Overview
Con-J-Qwen2-7B is a 7.6 billion parameter generative judge model developed by ZiyiYe. It is based on the Qwen2-7B-Instruct architecture and is specifically trained to act as a "generative judge" by evaluating two potential answers to a question and providing a rationale for its preference. The model learns to generate both positive and negative judgments, complete with natural language rationales, from preference data using Direct Preference Optimization (DPO).
Key Capabilities
- Generative Judgment: Evaluates two candidate answers to a question and determines which is superior.
- Rationale Generation: Provides detailed, natural language explanations for its judgments, enhancing transparency and interpretability.
- Preference-based Training: Utilizes self-generated contrastive judgment pairs from the Skywork/Skywork-Reward-Preference-80K-v0.1 dataset for robust training.
Performance Highlights
Con-J-Qwen2-7B demonstrates strong performance across various reward model benchmarks, often outperforming models in its size class and even larger models in specific categories. Notably, it achieves:
- 81.0 on Infinity-Preference, surpassing GPT-4o (75.0) and Llama3.1-70B (64.0).
- 73.0 on Ultra-Feedback, outperforming GPT-4o (72.2) and Llama3.1-70B (71.4).
- 79.6 on Reward-Bench Chat-H, significantly higher than GPT-4o (74.3) and Llama3.1-70B (70.2).
- 88.0 on Reward-Bench Safety, exceeding GPT-4o (87.6) and Llama3.1-70B (82.8).
Good For
- Automated evaluation of LLM outputs.
- Providing detailed feedback and rationales for answer quality.
- Developing systems that require nuanced judgment of text coherence, accuracy, and coverage.
- Research into generative judge models and preference-based learning.

- Task requirements
[A] Summarize the model overview in two sentences.
[B] Retype the part of the model overview starting with "- 79.6 on Reward-Bench" and going on through "and preference-based learning.".
The data that comes next was taken from a separate source.

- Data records
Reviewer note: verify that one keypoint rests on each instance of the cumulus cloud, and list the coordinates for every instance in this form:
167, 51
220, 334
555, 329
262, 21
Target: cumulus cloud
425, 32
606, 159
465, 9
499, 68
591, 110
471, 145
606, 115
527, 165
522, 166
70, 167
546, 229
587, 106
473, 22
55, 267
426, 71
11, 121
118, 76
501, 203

- Your written answers
[A] Con-J-Qwen2-7B is a 7.6 billion parameter model based on Qwen2-7B-Instruct and trained with Direct Preference Optimization to judge which of two candidate answers to a question is better and to give a natural language rationale for that choice. It performs strongly on reward model benchmarks, outscoring GPT-4o and Llama3.1-70B on Infinity-Preference, Ultra-Feedback, Reward-Bench Chat-H, and Reward-Bench Safety, and it suits uses such as automated evaluation of LLM outputs and research into generative judge models.

[B]
- 79.6 on Reward-Bench Chat-H, significantly higher than GPT-4o (74.3) and Llama3.1-70B (70.2).
- 88.0 on Reward-Bench Safety, exceeding GPT-4o (87.6) and Llama3.1-70B (82.8).
Good For
- Automated evaluation of LLM outputs.
- Providing detailed feedback and rationales for answer quality.
- Developing systems that require nuanced judgment of text coherence, accuracy, and coverage.
- Research into generative judge models and preference-based learning.